■ Short problem: Which rows below contain the word "wicker", with case counting? Find them and copy each one in full.
─── Data lines ───
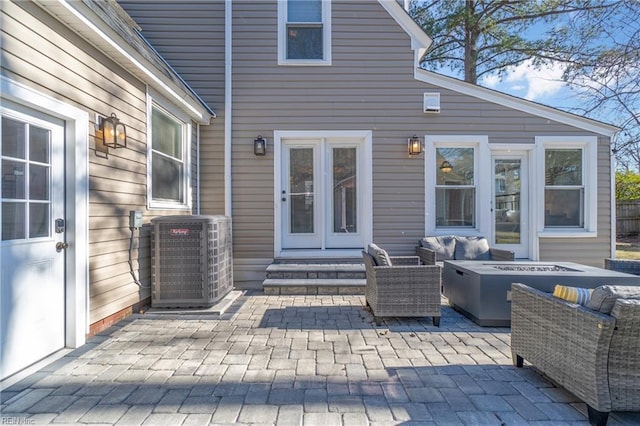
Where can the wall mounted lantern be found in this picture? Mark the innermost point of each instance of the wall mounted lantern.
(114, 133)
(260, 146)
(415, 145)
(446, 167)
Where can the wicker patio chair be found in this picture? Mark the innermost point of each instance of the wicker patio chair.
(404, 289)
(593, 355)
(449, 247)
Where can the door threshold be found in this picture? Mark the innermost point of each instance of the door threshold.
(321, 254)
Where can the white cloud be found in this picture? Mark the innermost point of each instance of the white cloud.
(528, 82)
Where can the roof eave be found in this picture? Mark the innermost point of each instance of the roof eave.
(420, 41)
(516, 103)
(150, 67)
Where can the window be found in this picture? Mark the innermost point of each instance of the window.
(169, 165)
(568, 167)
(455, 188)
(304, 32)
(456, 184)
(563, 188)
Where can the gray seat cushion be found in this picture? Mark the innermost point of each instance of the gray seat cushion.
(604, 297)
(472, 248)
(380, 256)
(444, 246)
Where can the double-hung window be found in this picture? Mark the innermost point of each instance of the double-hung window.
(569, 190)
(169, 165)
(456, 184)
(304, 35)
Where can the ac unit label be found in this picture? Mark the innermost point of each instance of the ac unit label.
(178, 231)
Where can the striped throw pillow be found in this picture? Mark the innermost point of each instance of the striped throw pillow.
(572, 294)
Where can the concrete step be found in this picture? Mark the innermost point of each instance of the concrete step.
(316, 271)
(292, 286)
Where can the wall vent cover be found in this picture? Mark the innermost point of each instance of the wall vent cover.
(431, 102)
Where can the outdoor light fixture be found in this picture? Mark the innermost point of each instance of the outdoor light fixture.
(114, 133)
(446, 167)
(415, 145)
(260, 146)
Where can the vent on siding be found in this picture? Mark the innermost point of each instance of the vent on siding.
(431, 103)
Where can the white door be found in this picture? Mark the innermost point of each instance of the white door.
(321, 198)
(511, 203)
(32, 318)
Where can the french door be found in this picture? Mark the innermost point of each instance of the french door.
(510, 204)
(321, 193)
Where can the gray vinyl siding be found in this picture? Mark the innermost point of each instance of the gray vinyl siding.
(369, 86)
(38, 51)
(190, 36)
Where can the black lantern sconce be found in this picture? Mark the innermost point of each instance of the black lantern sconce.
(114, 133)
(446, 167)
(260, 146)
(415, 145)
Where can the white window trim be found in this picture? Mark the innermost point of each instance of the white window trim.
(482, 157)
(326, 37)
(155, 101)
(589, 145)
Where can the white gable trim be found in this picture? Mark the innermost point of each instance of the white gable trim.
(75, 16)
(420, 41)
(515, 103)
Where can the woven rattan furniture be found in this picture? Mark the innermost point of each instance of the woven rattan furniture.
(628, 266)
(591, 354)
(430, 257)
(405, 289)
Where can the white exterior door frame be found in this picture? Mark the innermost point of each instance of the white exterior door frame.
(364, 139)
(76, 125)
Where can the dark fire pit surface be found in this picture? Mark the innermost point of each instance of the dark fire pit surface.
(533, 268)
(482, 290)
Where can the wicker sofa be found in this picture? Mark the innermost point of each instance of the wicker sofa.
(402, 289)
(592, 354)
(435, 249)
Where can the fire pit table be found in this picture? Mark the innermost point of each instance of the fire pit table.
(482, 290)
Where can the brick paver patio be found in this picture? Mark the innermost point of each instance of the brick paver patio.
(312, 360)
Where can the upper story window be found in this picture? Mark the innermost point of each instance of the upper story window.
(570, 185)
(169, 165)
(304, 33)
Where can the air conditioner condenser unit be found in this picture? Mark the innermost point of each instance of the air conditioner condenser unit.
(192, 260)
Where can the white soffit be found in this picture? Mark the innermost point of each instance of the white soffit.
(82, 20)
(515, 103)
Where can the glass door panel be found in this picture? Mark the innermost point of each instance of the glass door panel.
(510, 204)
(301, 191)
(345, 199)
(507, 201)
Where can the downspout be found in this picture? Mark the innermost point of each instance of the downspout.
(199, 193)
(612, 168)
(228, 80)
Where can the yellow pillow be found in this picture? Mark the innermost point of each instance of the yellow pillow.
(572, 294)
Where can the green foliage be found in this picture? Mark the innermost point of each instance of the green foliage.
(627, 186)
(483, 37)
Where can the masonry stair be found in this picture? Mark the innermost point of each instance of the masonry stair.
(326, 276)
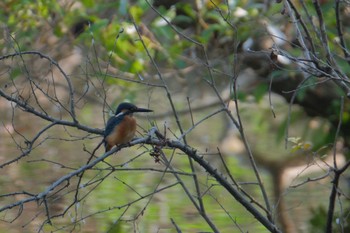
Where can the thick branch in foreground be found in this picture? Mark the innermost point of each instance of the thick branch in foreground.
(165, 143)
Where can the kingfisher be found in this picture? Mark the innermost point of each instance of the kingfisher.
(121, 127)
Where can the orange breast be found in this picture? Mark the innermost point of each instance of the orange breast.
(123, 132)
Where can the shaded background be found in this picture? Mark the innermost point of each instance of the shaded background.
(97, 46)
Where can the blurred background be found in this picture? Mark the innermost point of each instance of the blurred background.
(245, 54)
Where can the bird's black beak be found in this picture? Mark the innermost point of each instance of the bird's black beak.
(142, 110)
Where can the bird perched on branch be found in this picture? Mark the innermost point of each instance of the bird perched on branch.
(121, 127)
───
─── Data lines ───
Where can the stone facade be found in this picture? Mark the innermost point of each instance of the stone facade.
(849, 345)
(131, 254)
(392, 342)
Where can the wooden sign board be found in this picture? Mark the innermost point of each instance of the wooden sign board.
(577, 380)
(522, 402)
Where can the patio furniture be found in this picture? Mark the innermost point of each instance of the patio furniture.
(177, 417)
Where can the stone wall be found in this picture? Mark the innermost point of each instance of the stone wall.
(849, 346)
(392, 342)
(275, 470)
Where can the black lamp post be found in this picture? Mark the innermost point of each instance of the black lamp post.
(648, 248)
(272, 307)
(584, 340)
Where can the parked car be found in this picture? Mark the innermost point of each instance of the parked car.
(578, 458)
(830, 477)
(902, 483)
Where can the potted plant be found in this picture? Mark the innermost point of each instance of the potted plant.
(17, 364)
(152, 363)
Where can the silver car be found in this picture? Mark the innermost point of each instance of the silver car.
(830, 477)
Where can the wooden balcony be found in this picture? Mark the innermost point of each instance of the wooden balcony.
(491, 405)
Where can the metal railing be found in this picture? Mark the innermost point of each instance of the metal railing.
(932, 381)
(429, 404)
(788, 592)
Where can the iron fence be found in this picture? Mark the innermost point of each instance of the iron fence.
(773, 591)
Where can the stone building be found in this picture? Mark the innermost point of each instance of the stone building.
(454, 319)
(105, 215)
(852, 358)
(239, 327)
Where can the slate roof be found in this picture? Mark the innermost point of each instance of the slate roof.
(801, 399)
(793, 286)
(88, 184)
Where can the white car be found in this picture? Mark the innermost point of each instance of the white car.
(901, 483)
───
■ Solution for this problem:
Where can the wicker patio chair be found in this picture? Mark the innermost point of each instance of the wicker patio chair.
Where can the wicker sofa be found in this picture? Mark the innermost point of each instance of the wicker sofa.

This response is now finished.